Instructions to follow: Using the material that follows, output exactly the lines from the one containing "of the chrome" through the one containing "of the electrical", with both ends kept.

--- START ---

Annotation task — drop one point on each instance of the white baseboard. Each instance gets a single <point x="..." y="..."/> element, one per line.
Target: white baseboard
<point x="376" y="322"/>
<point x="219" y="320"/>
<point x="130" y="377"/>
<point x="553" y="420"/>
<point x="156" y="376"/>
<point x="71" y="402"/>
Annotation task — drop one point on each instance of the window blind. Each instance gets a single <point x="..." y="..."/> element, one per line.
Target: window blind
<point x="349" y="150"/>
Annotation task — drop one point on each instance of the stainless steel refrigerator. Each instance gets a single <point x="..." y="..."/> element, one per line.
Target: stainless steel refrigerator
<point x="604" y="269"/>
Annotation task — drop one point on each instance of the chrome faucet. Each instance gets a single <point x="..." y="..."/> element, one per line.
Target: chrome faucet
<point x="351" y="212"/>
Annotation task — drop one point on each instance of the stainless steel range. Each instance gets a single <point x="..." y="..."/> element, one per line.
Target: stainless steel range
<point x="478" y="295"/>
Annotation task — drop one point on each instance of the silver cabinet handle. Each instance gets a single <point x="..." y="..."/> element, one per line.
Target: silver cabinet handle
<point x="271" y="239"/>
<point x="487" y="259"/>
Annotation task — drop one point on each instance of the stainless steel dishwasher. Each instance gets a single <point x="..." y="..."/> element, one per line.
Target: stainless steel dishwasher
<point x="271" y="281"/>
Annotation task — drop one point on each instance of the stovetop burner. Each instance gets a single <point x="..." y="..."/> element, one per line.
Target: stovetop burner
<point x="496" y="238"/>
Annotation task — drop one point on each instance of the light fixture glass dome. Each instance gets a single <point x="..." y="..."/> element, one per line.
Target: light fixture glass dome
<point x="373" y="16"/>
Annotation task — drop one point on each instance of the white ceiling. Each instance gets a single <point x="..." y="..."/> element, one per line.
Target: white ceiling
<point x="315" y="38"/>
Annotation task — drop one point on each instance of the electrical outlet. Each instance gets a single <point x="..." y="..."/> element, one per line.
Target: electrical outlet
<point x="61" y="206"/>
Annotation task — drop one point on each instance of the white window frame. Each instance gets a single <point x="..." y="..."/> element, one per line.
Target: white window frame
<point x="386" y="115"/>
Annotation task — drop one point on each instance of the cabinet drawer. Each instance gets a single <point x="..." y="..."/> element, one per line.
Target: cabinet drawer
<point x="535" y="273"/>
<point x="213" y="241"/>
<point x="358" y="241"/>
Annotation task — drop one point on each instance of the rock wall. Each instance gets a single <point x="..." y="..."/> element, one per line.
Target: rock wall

--- END ---

Written solution:
Annotation task — drop one point on each instance of the chrome faucet. Each instance gets a single <point x="..." y="..."/> element, one per line.
Target: chrome faucet
<point x="351" y="212"/>
Annotation task — drop one point on each instance of the stainless steel range. Each instance gets a single <point x="..." y="..."/> element, one per line.
Target: stainless steel range
<point x="478" y="295"/>
Annotation task — drop one point on each instance of the silver cabinet handle. Each instance gets a single <point x="..." y="..."/> element, one per line.
Target: silver cabinet handle
<point x="271" y="239"/>
<point x="487" y="259"/>
Annotation task — drop one point on each instance of the stainless steel dishwasher. Each instance gets a single <point x="..." y="..."/> element, one per line.
Target: stainless steel dishwasher
<point x="271" y="281"/>
Annotation task — drop one point on each instance of the stovetop burner. Each instance gets a single <point x="..." y="..."/> element, one per line.
Target: stovetop burner
<point x="496" y="238"/>
Annotation task — drop one point on each instance of the light fixture glass dome. Each instance gets a single <point x="..." y="..."/> element, one per line.
Target: light fixture glass dome
<point x="373" y="16"/>
Annotation task — drop one point on each instance of the white ceiling. Each instance gets a single <point x="..." y="..."/> element, one per line.
Target: white ceiling
<point x="315" y="38"/>
Annotation task — drop one point on each instance of the electrical outlet. Each instance gets a single <point x="..." y="..."/> element, one per line.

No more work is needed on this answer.